══ DATA FOR ANALYSIS ══
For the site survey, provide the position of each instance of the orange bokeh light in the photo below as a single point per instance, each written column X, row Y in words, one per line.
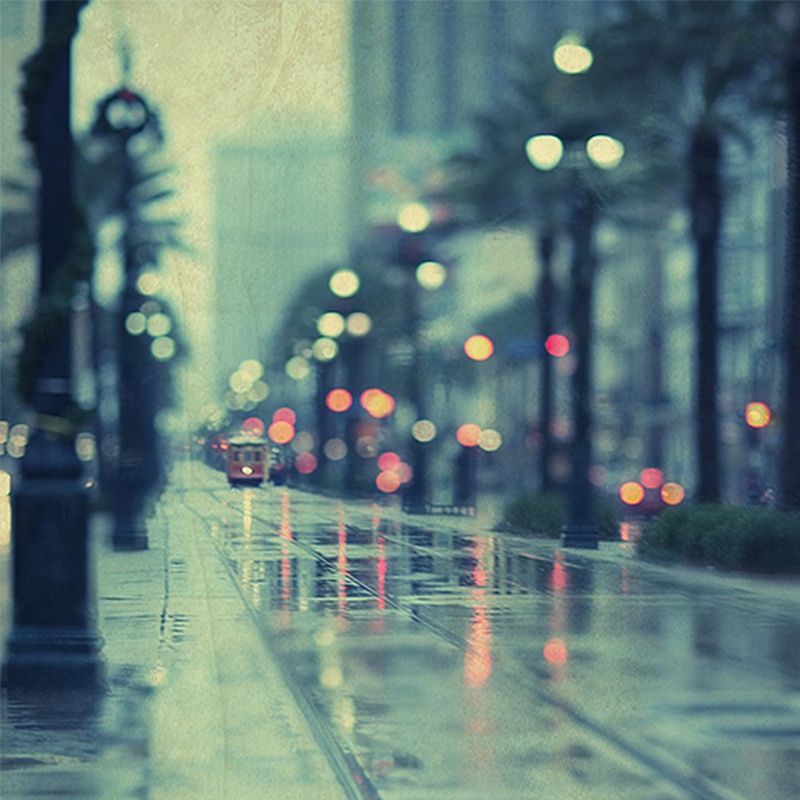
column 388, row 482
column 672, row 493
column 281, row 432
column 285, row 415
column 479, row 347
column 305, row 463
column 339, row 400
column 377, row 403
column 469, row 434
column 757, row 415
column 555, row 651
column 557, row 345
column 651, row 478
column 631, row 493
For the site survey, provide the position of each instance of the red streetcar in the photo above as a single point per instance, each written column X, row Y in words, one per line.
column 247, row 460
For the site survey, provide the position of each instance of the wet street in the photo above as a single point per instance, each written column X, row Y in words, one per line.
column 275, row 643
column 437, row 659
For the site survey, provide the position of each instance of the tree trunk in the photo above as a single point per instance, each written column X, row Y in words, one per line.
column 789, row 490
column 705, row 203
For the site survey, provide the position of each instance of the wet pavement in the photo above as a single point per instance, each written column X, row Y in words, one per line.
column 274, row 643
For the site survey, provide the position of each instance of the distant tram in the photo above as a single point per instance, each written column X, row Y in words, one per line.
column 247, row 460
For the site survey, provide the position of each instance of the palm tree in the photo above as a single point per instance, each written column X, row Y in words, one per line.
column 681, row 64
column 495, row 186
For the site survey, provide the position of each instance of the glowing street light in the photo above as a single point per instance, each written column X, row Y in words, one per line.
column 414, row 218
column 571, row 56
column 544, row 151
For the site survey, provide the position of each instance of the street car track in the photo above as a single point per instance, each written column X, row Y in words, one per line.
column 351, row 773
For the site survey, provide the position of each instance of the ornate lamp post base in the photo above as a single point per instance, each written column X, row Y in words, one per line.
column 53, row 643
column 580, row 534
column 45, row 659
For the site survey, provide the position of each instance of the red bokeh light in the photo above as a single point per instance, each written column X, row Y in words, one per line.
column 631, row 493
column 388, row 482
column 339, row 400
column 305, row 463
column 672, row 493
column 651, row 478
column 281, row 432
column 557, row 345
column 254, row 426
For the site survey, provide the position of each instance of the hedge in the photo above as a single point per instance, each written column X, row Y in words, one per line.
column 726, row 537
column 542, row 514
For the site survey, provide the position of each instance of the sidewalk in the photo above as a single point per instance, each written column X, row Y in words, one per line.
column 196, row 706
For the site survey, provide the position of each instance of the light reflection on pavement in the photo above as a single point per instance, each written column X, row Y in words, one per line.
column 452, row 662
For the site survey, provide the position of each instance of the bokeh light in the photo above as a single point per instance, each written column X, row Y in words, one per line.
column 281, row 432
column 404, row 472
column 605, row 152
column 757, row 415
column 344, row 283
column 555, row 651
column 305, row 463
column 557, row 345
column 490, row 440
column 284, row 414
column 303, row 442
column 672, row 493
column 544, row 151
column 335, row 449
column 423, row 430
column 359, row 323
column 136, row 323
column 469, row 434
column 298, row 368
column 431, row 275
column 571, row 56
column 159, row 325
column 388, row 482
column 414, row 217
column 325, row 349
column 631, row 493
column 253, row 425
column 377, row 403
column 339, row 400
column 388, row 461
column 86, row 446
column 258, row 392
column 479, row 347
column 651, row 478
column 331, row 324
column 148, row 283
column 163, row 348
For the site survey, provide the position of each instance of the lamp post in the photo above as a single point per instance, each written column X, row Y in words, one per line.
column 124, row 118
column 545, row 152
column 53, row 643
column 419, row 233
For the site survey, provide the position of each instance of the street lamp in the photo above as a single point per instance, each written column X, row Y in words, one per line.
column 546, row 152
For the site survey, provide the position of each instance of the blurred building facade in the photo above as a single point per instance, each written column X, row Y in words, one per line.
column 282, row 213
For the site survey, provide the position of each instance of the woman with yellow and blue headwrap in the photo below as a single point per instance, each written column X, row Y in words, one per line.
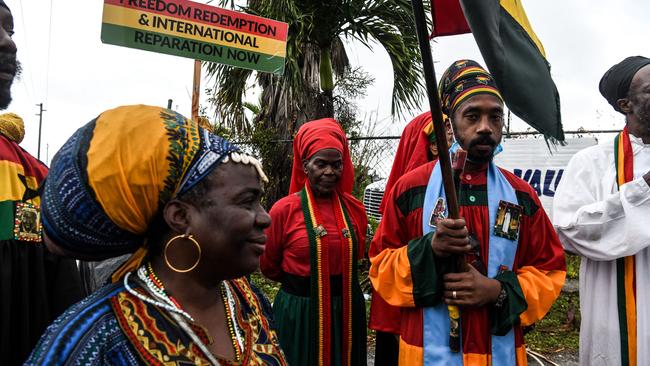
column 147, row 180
═══
**TASK DIRECTIONS**.
Could you retype every record above exactly, leaving the pictures out?

**WRITTEN RESPONSE**.
For the site survey, provide the position of each instance of the orange bokeh light in the photo below as a single point per instance, each written column X, row Y in words, one per line.
column 388, row 482
column 672, row 493
column 281, row 432
column 285, row 415
column 479, row 347
column 305, row 463
column 339, row 400
column 377, row 403
column 469, row 434
column 757, row 415
column 555, row 651
column 557, row 345
column 651, row 478
column 631, row 493
For the site survey, provide the position of each instance of the red streetcar in the photo above as a single point per instance, each written column X, row Y in words, one per line.
column 247, row 460
For the site survey, provide the position of each instance of the wet street in the photo above as a single point per instance, each written column X, row Y in words, one per line.
column 275, row 643
column 437, row 659
For the site survey, provide the position of each instance of the tree trunk in the photo above as a single point per instance, each written column X, row Y in words, one per line.
column 789, row 490
column 705, row 203
For the site survey, provide the position of each instance of the wet pavement in the photo above as a single point per instance, each written column X, row Y in words, one per line.
column 274, row 643
For the site survey, provide the position of each instance of the distant tram in the photo above as a single point per instance, each written column X, row Y in words, one per line.
column 247, row 460
For the site survey, provide the position of each instance of the palm tree in the photo above as a single point per instance, each written column X, row Y in words, one per line.
column 681, row 64
column 495, row 186
For the site survey, provide the position of each instance of the glowing street light in the photo above as a single point per instance, each written column X, row Y in words, one per line.
column 414, row 218
column 571, row 56
column 544, row 151
For the site survey, provide the position of each instance of the street car track in the photo above as a single point per instance, each written column X, row Y in words, one per line.
column 351, row 773
For the site survey, provide the position of each instance of the ornate lamp post base in the photo above as a single point per instance, each written column X, row Y in words, one per line.
column 53, row 643
column 580, row 534
column 45, row 659
For the site survey, provide the position of each instance of the red bokeh light in the photo above as a single point per instance, each written column X, row Y in words, one per line.
column 631, row 493
column 388, row 482
column 339, row 400
column 305, row 463
column 672, row 493
column 651, row 478
column 281, row 432
column 557, row 345
column 254, row 426
For the site survey, provide the position of each instance of the hedge in the photo above as a single point per instance, each written column X, row Y in words, one per line.
column 726, row 537
column 542, row 514
For the site survey, provide the position of each instance of the sidewalk in the photo above as a single point per instance, each written column X, row Y in words, one per line.
column 196, row 706
For the site survey, provide the position of each instance of the light reflection on pavement in the photo above as a single point per instance, each written column X, row Y in words, one per line.
column 452, row 662
For the site survey, provide the position of each instance of the bokeh light in the photo above as a single point per instance, each written column X, row Y in words, one per line.
column 281, row 432
column 404, row 472
column 605, row 152
column 757, row 415
column 344, row 283
column 555, row 651
column 305, row 463
column 557, row 345
column 490, row 440
column 284, row 414
column 303, row 442
column 672, row 493
column 544, row 151
column 335, row 449
column 423, row 430
column 359, row 323
column 136, row 323
column 469, row 434
column 298, row 368
column 431, row 275
column 571, row 56
column 159, row 325
column 388, row 482
column 414, row 217
column 325, row 349
column 631, row 493
column 253, row 425
column 377, row 403
column 339, row 400
column 388, row 461
column 86, row 446
column 258, row 392
column 479, row 347
column 651, row 478
column 331, row 324
column 148, row 283
column 163, row 348
For the site survey, provide the position of each instance of the lamp post in the photo above as a single point per instance, each written column X, row Y in words, one per line.
column 124, row 118
column 545, row 152
column 53, row 643
column 419, row 233
For the site survey, provide the position of each instance of the street lamp in the photo above as a single point per instance, each written column X, row Y in words, one per line.
column 546, row 152
For the site survey, provide the position of each instance of the blurred building facade in the photo above as a single point per instance, each written column X, row Y in words, one per line.
column 282, row 213
For the site survey, provide the position of each instance of the woman with yellow and blue headwrap in the photo below as a single point per instance, each written column X, row Y in words, one per line.
column 147, row 180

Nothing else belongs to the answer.